BEGIN Selected extract

Abu Bakarr loves school, and is getting good grades. His best subjects are English and mathematics, and he spends a lot of time studying for both. His best friend in school is named Brian, and they are also in the same class. Brian and Abu Bakarr love to play and read together. His brothers continue to encourage him in his recovery, telling him often, “don’t worry, you are going to get well soon.”
Abu Bakarr’s wounds are still healing, as healing from serious burns is a long and laborious process. He is happy to be home and going to school, but he still visits Mercy regularly to get his bandages changed, and to allow the Mercy staff to track his progress.
Fortunately, Abu Bakarr's family lives close to both the school and Mercy Hospital, and he has many friends who are happy to walk with him to school and to the hospital. Neither is far, but he needs to take breaks along the way.
Though progress on construction came to a halt during the recent presidential elections in Sierra Leone, the finishing touches are at last being completed on the expansion at Mercy Hospital.
The electrical wiring and three air conditioners have been installed. These units are a critical part of keeping patients and doctors comfortable and safe during surgical procedures. The remaining items to be completed are primarily cosmetic; finishing the ceilings, installing light fixtures, covering pipes, installing doors for the operating rooms, finishing the ramp, and completing the waiting area.
Additional facility issues at Mercy have also been addressed. One of the things Mercy has wanted to do for a long time is to better ensure the security of the compound. Mercy was able to use some savings to build a wall behind the hospital, extending from the Child Rescue Centre on one side, to the old wall that surrounds UMC Urban Centre on the other to create a U shape. The new wall will limit the number of people who use Mercy’s grounds as a pass through, and help the hospital secures its own and patients’ property. It will also strengthen disease control by allowing staff to monitor people entering the compound, and ensuring everyone washes their hands as they pass through the guard station. If a contagious disease breaks out, Mercy will be in a much stronger position to contain infection and protect patients and staff.
New fencing was also installed around the ash pits and garbage container, to ensure proper containment of hazardous materials.
Several months ago, Mercy Hospital successfully treated a small boy who had suffered second degree burns on his hands. The mother could not afford to pay for the child's treatment, but Mercy treats all patients regardless of their ability to pay. His mother returned to the hospital to show her appreciation to Mercy staff for the care they provided to her little boy, who has healed well from his injuries.

END Selected extract
BEGIN Listed records

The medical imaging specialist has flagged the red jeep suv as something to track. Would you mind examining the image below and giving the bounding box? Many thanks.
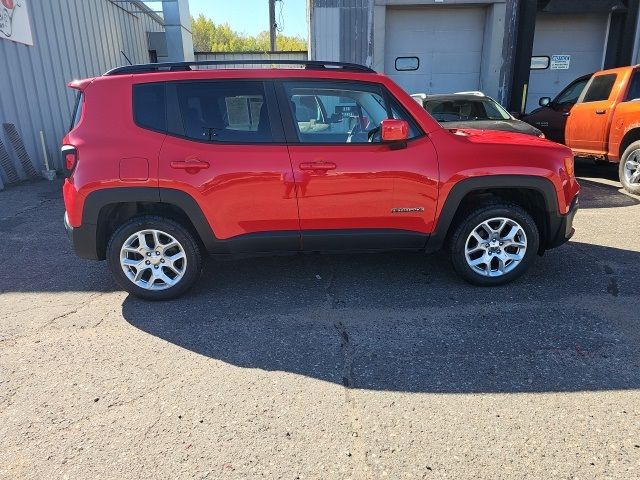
[62,61,579,299]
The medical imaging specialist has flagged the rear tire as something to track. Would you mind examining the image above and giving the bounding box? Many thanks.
[618,140,640,195]
[449,202,540,287]
[107,215,202,300]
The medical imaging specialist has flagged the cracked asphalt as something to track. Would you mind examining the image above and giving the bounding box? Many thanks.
[0,162,640,479]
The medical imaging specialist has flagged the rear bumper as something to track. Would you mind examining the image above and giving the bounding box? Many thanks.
[547,195,579,250]
[64,212,102,260]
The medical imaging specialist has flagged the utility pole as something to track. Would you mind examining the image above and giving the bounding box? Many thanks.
[269,0,276,52]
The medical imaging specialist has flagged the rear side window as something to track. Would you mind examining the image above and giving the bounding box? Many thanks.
[172,80,273,143]
[133,83,167,132]
[625,70,640,102]
[582,73,616,102]
[69,92,84,131]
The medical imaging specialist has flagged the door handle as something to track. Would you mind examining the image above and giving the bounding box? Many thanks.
[299,162,336,170]
[170,160,209,170]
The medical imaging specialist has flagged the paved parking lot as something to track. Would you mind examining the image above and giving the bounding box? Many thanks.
[0,162,640,479]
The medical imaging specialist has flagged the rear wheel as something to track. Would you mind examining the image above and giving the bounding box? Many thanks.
[107,216,202,300]
[618,141,640,195]
[450,203,540,286]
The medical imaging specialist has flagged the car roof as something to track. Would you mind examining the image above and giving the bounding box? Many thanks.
[423,93,494,101]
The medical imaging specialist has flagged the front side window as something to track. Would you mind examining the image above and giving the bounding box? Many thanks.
[285,81,418,143]
[172,80,273,143]
[625,70,640,102]
[582,73,616,103]
[553,78,589,107]
[425,98,511,123]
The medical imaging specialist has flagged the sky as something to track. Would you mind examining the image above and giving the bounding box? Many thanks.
[146,0,307,38]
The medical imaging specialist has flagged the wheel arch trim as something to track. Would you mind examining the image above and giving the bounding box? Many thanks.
[426,175,561,252]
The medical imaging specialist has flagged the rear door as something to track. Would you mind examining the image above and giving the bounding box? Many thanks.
[278,80,438,250]
[159,79,300,252]
[565,73,618,155]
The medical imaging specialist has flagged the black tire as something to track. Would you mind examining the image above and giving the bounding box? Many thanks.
[107,215,202,300]
[618,140,640,195]
[449,202,540,287]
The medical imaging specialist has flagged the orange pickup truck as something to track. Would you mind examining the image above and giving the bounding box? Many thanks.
[565,65,640,194]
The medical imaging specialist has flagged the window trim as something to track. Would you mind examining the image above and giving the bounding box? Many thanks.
[274,77,426,148]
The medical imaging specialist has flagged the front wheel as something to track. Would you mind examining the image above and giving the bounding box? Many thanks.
[618,141,640,195]
[450,203,540,286]
[107,215,202,300]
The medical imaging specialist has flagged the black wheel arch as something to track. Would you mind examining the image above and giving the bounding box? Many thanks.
[426,175,562,253]
[74,187,216,260]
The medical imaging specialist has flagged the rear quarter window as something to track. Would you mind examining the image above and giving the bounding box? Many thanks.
[69,92,84,131]
[133,83,167,133]
[582,73,617,103]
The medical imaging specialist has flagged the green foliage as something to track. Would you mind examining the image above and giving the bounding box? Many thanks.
[191,14,307,52]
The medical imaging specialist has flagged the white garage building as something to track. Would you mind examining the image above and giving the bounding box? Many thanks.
[309,0,639,112]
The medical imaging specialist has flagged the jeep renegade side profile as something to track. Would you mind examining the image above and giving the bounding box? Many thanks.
[62,62,579,299]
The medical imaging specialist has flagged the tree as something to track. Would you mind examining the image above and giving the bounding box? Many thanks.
[191,14,307,52]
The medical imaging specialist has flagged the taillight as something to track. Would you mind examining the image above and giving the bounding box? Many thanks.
[62,145,78,177]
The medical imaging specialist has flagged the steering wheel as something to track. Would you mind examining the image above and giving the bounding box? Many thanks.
[367,127,382,143]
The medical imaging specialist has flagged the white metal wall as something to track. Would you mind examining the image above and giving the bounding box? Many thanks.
[0,0,163,176]
[526,13,609,112]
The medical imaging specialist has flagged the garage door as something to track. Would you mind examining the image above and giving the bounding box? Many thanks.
[384,7,486,93]
[527,13,609,112]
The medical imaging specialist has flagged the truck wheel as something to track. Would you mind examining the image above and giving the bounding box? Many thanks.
[450,203,540,286]
[107,215,202,300]
[618,140,640,195]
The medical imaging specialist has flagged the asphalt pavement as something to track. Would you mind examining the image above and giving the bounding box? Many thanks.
[0,161,640,479]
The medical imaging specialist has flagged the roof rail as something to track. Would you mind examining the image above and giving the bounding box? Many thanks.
[105,59,375,75]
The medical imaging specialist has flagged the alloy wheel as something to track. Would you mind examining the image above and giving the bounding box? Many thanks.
[120,229,187,290]
[624,150,640,185]
[465,217,527,277]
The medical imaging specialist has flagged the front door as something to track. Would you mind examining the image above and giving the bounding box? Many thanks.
[278,80,438,250]
[566,73,617,155]
[159,79,300,253]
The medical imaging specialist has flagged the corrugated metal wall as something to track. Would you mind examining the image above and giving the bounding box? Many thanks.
[0,0,164,179]
[310,0,374,66]
[195,52,307,68]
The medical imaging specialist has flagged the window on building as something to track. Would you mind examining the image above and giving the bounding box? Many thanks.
[625,70,640,102]
[133,83,167,132]
[285,81,419,143]
[582,73,616,102]
[174,80,273,143]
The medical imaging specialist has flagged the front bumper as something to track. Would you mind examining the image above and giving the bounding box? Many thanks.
[546,195,579,250]
[64,212,103,260]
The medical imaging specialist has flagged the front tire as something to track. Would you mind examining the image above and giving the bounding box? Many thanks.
[618,140,640,195]
[449,203,540,287]
[107,215,202,300]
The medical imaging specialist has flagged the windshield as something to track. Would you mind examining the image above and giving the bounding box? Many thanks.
[424,97,511,123]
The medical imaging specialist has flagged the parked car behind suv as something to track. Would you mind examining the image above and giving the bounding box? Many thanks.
[522,73,593,144]
[62,62,579,299]
[565,65,640,194]
[411,92,544,138]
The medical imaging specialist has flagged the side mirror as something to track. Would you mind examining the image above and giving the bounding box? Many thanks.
[380,118,409,143]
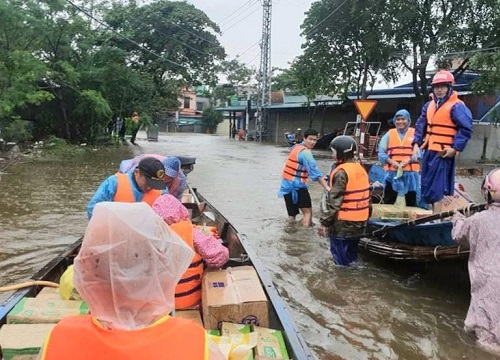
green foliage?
[2,118,32,143]
[302,0,500,101]
[201,106,224,134]
[0,0,225,143]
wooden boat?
[358,203,486,262]
[0,179,314,359]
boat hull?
[0,189,314,360]
[368,219,457,246]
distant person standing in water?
[278,129,330,226]
[130,111,141,145]
[412,70,472,212]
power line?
[66,0,188,69]
[219,0,260,28]
[218,0,259,26]
[148,9,220,46]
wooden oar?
[0,280,59,293]
[346,203,488,240]
[187,183,215,221]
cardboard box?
[0,324,55,360]
[7,298,88,324]
[220,322,251,335]
[253,326,290,360]
[434,183,473,213]
[174,310,203,326]
[35,287,63,300]
[202,266,269,329]
[371,204,432,220]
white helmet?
[482,169,500,203]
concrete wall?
[458,124,500,161]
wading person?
[413,70,472,212]
[40,202,225,360]
[87,157,166,219]
[378,109,420,206]
[318,135,370,266]
[278,129,330,226]
[452,169,500,356]
[130,111,141,145]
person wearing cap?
[295,128,304,144]
[378,109,420,206]
[118,154,187,201]
[412,70,472,212]
[39,202,224,360]
[152,194,229,309]
[87,157,166,219]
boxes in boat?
[7,298,88,324]
[253,326,290,360]
[202,266,269,329]
[0,324,55,360]
[36,287,62,300]
[371,204,432,220]
[220,322,251,335]
[175,310,203,326]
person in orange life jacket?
[40,202,225,360]
[278,129,330,226]
[87,157,166,219]
[152,194,229,309]
[412,70,472,211]
[318,135,370,266]
[378,109,420,206]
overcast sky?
[187,0,313,69]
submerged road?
[0,132,493,360]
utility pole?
[256,0,272,141]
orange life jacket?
[422,91,463,151]
[113,173,161,206]
[330,163,370,221]
[42,315,208,360]
[384,128,420,172]
[170,219,203,309]
[281,144,309,184]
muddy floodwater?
[0,132,494,360]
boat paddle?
[187,183,215,221]
[0,280,59,293]
[346,203,488,240]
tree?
[201,106,224,134]
[212,57,255,102]
[389,0,500,103]
[302,0,500,102]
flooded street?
[0,132,494,360]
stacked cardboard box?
[202,266,269,329]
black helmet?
[330,135,358,161]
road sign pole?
[354,100,377,159]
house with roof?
[167,86,210,132]
[217,72,500,160]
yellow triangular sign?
[354,100,377,121]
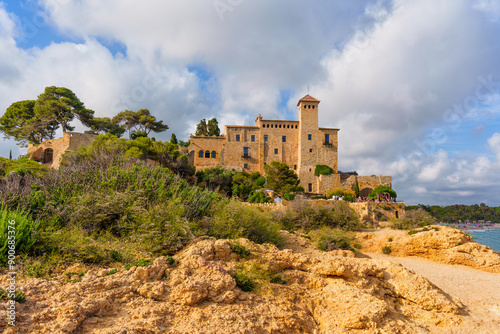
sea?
[462,228,500,252]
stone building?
[188,95,392,196]
[28,132,97,169]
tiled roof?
[297,94,320,106]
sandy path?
[363,252,500,334]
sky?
[0,0,500,206]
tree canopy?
[35,86,94,132]
[112,109,168,138]
[0,86,168,146]
[195,117,220,136]
[0,100,59,146]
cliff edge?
[356,225,500,273]
[0,232,463,334]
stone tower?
[297,94,320,192]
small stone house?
[28,132,97,169]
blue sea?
[462,228,500,252]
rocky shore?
[0,228,500,333]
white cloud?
[0,0,500,203]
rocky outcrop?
[356,226,500,273]
[0,233,462,334]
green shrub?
[391,208,437,230]
[0,209,39,265]
[106,268,118,275]
[124,259,153,270]
[231,244,250,258]
[234,274,255,292]
[273,200,360,231]
[207,201,282,245]
[0,288,26,303]
[313,227,355,252]
[314,165,333,176]
[247,191,271,203]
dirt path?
[363,252,500,334]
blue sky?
[0,0,500,206]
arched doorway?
[43,148,54,163]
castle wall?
[188,136,226,171]
[28,132,96,169]
[357,175,392,197]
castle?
[188,94,392,196]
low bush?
[231,244,250,258]
[391,208,437,230]
[0,209,39,265]
[273,200,361,231]
[0,288,26,303]
[234,274,255,292]
[207,201,282,245]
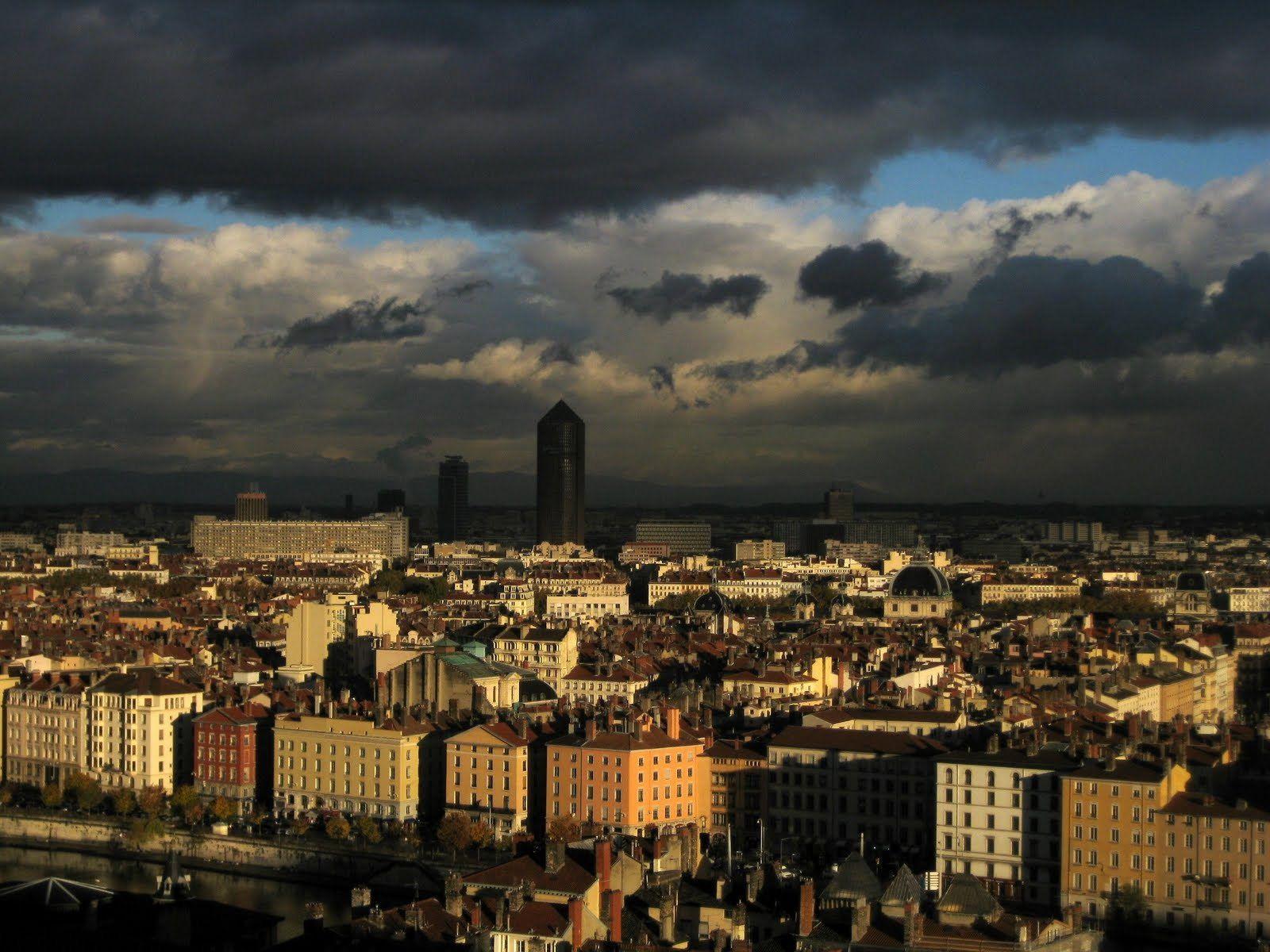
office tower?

END Listed records

Work item: Retype the stretch of the Mercy Hospital update from "Abu Bakarr loves" through "track his progress.", word for word.

Response:
Abu Bakarr loves school, and is getting good grades. His best subjects are English and mathematics, and he spends a lot of time studying for both. His best friend in school is named Brian, and they are also in the same class. Brian and Abu Bakarr love to play and read together. His brothers continue to encourage him in his recovery, telling him often, “don’t worry, you are going to get well soon.”
Abu Bakarr’s wounds are still healing, as healing from serious burns is a long and laborious process. He is happy to be home and going to school, but he still visits Mercy regularly to get his bandages changed, and to allow the Mercy staff to track his progress.